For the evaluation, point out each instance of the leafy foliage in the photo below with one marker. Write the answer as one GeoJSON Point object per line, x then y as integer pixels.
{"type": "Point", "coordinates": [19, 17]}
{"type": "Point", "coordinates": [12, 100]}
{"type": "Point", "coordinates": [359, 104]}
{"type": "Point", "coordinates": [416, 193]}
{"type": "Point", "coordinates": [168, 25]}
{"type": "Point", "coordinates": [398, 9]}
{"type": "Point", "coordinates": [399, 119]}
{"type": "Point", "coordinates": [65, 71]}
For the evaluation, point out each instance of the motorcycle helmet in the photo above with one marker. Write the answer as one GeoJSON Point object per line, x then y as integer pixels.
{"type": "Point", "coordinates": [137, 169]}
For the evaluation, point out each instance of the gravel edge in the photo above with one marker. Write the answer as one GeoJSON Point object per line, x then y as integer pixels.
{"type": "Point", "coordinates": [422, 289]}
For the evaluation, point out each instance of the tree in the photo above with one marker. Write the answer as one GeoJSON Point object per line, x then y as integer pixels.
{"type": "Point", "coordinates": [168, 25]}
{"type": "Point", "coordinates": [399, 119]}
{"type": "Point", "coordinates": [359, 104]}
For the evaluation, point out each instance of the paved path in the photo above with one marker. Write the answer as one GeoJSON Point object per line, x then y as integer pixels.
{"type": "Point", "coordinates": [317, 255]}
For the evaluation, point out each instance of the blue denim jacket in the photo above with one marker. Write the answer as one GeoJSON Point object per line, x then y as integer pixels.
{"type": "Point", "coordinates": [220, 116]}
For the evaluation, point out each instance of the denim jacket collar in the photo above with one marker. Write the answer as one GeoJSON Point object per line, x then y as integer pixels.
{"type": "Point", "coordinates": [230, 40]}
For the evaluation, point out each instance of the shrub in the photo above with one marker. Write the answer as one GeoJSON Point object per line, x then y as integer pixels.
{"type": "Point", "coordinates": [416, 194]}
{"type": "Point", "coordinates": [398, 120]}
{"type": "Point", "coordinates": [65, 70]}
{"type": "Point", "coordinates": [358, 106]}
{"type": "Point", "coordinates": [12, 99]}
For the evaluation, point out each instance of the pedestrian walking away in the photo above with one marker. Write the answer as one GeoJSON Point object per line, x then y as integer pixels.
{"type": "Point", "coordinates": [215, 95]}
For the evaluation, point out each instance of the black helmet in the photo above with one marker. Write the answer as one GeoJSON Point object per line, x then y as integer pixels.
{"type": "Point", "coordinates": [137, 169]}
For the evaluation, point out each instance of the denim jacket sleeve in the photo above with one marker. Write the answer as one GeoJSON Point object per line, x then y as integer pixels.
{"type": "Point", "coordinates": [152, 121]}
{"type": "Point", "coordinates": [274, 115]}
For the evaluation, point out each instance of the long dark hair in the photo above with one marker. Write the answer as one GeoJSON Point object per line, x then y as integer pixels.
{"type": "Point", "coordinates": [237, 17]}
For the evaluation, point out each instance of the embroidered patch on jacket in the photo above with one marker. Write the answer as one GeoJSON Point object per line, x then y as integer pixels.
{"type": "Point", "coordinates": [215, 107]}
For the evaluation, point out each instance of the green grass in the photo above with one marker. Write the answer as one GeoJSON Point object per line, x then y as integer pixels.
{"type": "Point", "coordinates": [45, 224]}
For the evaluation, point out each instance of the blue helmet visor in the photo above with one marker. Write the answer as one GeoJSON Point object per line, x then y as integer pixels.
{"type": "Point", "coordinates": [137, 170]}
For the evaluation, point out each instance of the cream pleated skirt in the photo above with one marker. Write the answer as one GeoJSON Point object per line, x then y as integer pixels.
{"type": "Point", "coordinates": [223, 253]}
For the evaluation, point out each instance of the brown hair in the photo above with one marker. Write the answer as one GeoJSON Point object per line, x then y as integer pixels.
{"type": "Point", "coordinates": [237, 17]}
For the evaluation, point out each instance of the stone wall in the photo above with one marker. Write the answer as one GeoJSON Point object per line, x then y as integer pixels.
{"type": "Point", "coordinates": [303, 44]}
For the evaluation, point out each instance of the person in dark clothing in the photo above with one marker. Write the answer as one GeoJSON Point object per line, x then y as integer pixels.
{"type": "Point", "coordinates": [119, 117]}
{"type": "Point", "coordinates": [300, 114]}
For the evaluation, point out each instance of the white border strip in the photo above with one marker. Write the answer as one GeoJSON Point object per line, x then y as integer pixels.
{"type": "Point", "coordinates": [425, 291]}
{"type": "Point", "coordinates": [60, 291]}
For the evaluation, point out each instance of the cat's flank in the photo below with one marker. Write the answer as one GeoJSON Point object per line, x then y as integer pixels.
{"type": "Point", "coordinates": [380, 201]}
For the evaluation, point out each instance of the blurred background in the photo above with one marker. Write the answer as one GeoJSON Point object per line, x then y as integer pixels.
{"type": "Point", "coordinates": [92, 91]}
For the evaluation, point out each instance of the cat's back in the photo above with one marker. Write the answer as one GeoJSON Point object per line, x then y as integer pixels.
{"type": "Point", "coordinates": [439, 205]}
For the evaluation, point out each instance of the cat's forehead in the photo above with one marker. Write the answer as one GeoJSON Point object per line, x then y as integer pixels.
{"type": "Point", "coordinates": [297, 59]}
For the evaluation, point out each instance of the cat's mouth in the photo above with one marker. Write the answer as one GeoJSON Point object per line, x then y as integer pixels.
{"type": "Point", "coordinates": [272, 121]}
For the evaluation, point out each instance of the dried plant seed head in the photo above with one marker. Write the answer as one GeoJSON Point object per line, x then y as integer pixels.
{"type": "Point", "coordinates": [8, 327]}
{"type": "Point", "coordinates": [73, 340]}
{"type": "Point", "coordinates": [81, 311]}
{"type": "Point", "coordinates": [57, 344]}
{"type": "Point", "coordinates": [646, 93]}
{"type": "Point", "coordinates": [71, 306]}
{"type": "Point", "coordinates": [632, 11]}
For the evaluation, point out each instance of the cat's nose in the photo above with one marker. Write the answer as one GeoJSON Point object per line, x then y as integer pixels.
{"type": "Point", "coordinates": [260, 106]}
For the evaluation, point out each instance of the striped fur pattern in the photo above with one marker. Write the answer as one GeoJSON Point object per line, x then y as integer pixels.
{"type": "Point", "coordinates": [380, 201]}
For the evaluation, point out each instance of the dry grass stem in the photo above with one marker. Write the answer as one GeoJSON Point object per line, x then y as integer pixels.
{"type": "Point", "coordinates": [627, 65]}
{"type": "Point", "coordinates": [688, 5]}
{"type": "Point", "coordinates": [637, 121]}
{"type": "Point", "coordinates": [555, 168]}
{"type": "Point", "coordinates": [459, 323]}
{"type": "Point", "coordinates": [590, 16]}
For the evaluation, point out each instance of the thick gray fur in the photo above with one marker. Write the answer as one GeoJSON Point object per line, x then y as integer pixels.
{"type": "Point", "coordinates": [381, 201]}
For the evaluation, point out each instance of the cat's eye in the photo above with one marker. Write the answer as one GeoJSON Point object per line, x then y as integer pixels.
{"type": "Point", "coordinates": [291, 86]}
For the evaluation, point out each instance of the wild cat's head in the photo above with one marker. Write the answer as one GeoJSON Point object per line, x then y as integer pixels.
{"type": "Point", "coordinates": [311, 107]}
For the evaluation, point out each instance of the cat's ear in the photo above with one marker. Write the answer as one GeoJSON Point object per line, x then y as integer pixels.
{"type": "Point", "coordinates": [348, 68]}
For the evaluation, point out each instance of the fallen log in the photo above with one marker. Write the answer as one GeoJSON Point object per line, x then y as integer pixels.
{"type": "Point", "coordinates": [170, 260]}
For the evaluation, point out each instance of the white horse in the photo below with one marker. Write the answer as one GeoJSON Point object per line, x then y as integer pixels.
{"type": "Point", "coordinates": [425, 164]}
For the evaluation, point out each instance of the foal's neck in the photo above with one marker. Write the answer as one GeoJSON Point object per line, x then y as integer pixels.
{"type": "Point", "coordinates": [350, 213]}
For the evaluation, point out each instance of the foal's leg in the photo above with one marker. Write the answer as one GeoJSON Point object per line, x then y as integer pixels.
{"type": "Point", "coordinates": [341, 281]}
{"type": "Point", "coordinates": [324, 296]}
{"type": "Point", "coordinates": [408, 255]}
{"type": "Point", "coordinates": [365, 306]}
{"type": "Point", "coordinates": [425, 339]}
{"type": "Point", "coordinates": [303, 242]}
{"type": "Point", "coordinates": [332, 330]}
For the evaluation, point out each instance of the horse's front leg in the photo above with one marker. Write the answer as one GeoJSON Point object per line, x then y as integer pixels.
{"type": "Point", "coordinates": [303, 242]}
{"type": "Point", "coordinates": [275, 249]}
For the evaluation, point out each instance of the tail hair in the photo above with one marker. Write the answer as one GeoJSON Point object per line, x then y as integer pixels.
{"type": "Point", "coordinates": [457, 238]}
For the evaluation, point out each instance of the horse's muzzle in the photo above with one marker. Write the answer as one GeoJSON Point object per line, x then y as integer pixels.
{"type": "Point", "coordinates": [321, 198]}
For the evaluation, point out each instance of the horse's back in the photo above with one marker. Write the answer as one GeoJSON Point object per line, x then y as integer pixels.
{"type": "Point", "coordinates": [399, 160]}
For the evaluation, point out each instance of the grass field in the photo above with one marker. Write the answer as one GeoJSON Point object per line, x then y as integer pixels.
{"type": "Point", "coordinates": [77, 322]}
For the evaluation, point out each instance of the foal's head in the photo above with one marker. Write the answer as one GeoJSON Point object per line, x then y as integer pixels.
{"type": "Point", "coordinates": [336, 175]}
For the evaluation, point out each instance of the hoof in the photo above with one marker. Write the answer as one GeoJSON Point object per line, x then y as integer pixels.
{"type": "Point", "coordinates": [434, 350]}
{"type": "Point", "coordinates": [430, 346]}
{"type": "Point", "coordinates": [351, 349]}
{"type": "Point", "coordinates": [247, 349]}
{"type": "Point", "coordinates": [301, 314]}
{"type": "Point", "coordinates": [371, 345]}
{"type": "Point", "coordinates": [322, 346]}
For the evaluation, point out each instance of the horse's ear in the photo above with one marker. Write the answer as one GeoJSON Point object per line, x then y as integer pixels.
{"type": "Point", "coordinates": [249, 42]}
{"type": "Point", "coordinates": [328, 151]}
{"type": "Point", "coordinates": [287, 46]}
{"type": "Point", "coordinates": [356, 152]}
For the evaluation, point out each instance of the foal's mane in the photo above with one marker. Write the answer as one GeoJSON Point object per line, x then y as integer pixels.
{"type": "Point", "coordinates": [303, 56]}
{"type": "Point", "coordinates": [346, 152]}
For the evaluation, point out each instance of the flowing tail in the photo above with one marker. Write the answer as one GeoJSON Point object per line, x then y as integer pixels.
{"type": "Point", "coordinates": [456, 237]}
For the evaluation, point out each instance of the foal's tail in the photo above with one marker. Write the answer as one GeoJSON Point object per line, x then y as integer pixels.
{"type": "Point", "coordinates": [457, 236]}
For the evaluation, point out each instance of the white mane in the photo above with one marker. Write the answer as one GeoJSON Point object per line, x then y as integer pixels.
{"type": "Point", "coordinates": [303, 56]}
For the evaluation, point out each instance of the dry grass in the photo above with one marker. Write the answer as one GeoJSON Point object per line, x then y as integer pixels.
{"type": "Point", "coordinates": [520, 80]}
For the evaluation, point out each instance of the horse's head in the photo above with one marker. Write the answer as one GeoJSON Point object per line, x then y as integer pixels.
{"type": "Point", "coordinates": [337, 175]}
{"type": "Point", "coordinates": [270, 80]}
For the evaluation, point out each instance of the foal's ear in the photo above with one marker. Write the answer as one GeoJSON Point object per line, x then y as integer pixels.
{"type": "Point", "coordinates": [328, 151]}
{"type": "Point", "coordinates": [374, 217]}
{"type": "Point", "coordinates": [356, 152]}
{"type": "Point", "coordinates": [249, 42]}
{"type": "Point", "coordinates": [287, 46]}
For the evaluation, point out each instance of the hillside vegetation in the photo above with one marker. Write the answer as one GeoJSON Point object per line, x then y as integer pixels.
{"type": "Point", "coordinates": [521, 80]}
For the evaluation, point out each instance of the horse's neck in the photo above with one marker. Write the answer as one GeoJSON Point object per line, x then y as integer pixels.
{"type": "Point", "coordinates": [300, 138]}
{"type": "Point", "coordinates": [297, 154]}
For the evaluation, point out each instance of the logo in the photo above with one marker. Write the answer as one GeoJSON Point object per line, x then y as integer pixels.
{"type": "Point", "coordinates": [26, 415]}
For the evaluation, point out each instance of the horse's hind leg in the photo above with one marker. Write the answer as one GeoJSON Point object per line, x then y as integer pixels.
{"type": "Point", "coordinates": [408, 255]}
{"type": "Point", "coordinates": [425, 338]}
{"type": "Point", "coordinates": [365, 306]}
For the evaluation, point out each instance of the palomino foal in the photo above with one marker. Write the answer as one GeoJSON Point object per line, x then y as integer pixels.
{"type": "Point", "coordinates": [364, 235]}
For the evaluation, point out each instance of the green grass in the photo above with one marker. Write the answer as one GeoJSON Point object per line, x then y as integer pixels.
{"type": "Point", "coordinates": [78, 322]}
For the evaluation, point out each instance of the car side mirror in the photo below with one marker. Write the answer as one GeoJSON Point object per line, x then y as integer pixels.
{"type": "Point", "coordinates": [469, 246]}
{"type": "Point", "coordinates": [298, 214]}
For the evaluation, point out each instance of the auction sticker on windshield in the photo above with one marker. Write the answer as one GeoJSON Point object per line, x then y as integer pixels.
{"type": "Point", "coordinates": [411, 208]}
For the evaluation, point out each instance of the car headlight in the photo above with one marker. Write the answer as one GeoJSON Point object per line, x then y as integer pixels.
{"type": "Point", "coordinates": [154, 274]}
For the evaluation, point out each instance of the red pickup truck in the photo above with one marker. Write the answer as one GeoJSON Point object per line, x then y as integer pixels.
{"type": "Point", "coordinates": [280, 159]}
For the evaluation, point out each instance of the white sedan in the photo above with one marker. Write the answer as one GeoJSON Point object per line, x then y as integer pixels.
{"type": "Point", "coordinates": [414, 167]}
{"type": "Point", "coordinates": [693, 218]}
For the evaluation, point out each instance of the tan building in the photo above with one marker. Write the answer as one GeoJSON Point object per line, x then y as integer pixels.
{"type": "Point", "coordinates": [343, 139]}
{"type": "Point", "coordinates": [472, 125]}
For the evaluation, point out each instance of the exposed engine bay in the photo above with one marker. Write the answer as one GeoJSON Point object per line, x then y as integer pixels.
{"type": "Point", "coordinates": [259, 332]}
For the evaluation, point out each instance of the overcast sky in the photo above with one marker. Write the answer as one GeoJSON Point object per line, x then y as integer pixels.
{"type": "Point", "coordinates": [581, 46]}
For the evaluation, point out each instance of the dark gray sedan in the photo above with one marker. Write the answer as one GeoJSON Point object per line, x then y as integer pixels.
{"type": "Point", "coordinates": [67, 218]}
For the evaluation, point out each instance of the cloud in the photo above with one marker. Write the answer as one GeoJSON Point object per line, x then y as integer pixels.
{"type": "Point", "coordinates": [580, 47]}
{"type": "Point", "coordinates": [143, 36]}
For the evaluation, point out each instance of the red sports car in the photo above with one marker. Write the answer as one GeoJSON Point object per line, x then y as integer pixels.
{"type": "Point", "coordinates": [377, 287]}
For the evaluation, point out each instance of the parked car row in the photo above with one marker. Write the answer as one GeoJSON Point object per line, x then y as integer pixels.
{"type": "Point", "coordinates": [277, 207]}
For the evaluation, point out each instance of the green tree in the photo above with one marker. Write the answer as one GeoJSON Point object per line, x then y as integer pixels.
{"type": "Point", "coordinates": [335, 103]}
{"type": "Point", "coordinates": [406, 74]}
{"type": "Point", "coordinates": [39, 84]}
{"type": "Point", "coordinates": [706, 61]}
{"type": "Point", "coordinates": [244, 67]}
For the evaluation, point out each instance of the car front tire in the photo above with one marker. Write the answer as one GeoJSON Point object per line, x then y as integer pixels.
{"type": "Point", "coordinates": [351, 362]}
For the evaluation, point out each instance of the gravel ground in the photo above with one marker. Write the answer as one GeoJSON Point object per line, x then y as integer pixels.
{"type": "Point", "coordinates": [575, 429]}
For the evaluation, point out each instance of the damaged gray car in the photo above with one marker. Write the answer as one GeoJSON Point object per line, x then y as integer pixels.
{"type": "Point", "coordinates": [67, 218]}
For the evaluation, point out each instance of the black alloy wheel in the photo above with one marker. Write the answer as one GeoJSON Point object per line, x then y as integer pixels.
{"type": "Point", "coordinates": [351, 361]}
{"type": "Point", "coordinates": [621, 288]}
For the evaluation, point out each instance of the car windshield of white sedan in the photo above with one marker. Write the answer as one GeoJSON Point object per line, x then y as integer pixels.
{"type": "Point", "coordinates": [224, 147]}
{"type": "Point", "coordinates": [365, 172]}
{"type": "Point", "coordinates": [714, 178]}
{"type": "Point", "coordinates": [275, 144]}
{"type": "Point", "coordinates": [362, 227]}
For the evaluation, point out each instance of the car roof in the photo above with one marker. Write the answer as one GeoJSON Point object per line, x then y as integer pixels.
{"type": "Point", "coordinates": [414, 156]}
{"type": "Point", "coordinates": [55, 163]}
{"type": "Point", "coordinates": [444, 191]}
===============
▶ **Goal of the exercise**:
The lines to reproduce run from the line containing "For the evaluation, point out each instance of the car front" to the end of the listing; write them out exactly and add nothing.

▶ **Result for this exercise**:
For the evaluation, point out each instance of the car front tire in the photo above with one marker. Write the answer as one GeoJSON Point object per line, x then y as integer pixels.
{"type": "Point", "coordinates": [351, 362]}
For the evaluation, point out each instance of the gravel ground in the photo above with one marker. Write the answer as one GeoJSON Point object per line, x then y as integer pixels.
{"type": "Point", "coordinates": [575, 429]}
For the evaluation, point out each instance of the damaged gray car in the photo above with one marker. Write the answer as one GeoJSON Point object per line, x then y as integer pixels.
{"type": "Point", "coordinates": [67, 218]}
For the evaluation, point out each instance of the black alloy wheel in the photo above with one marker. Write the answer as one GeoJSON Point object per line, x then y as integer pixels.
{"type": "Point", "coordinates": [351, 361]}
{"type": "Point", "coordinates": [621, 288]}
For the evaluation, point out each instance of the car windshield of white sedan in the photo above with one marker. Write the answer as one GeoJSON Point object per line, x then y as integer pixels.
{"type": "Point", "coordinates": [224, 147]}
{"type": "Point", "coordinates": [365, 172]}
{"type": "Point", "coordinates": [714, 178]}
{"type": "Point", "coordinates": [275, 144]}
{"type": "Point", "coordinates": [362, 227]}
For the evaluation, point out each instance of the car roof in the photo above with one marker. Write the answer as one GeoJSON Point object per line, x then y as integer pixels.
{"type": "Point", "coordinates": [414, 156]}
{"type": "Point", "coordinates": [55, 163]}
{"type": "Point", "coordinates": [444, 191]}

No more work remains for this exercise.